=== SUPPLIED TEXT ===
+ + +

Eschewing typical song development, compositions surge with naturalistic energy in place of narrative thrust. The approach resembles Chinese traditional music, which mulls over such themes as the ripeness of a fig, the flight of a stork, the fall of leaves on the Yangtze River, and other worldly events that unfold without the need for a climactic resolution. This topography of introspection doesn't merely turn familiar musical landmarks inside out. Tibbetts yanks out the road signs and mileage markers, too, stranding his audience inside a dense chasm of sound with scant indication of where we are and where we're heading. The only solution is to shut up and take it all in. But that doesn't mean A Man About a Horse has anything in common with meditative music. The slashing rhythms of "Chandoha" yoked to alternating quiet and eardrum-shattering dynamics of glorious noise guitar excursions would probably drive anyone but Robert Fripp out of the friendly neighborhood isolation tank.

The unrelenting descriptiveness can lead to listening drudgery. As the free-floating melodic motifs and exotic timbres begin piling up, it's easy to feel overpowered by sonic sensations and simultaneously underwhelmed by structure. The trouble is compounded because Tibbetts is secretive about the objects and events his songs describe. The title "Red Temple" seems to provide insight into one song until you scan the rest of the back cover and sigh to find "Black Temple" and "Burning Temple" included as well. Ultimately these titles lapse into high-mountain names "Locahan," "Chandoha," and "Koshala," which do little more than reinforce the fact that dropoffs and sheer cliff walls surround us.

+ + +

=== DATA SUPPLIED ===
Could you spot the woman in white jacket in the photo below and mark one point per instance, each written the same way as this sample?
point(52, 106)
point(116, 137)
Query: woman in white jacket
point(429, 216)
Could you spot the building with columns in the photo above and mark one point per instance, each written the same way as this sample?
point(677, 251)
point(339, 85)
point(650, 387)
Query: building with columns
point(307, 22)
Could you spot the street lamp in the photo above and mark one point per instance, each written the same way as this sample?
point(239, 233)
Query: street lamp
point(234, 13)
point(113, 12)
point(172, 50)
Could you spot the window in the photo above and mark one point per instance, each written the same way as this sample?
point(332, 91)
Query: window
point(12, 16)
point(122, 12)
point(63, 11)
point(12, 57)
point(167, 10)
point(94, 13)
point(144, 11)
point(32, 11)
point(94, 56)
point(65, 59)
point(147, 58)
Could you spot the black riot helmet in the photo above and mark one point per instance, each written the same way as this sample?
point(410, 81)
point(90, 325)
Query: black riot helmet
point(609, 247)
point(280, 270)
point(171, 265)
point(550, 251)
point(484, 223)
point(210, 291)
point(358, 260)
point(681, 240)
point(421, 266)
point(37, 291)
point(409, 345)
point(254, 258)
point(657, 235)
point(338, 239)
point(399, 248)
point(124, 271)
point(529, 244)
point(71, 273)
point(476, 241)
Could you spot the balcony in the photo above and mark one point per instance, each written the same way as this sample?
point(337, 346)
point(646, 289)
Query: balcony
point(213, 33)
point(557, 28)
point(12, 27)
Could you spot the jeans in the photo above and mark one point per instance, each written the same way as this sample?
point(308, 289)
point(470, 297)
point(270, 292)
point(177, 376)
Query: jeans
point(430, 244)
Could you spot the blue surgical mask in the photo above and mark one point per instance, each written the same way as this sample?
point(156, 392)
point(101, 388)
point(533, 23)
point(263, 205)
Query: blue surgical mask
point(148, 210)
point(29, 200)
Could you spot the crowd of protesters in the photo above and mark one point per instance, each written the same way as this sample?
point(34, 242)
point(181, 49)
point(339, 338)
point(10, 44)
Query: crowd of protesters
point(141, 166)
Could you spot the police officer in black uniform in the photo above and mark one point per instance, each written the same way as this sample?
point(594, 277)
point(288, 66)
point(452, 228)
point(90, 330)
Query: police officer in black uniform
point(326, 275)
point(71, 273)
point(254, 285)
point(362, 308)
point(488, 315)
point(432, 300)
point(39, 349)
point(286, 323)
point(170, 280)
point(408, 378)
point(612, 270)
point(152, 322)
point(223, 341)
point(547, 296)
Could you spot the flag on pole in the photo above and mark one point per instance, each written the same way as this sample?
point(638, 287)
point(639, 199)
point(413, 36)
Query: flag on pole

+ + +

=== WORK ORDER ===
List every song title named in the passage about A Man About a Horse, giving each title once. The material that comes after the passage about A Man About a Horse is separate from it.

=== EXERCISE ANSWER ===
- "Chandoha"
- "Red Temple"
- "Black Temple"
- "Burning Temple"
- "Locahan"
- "Koshala"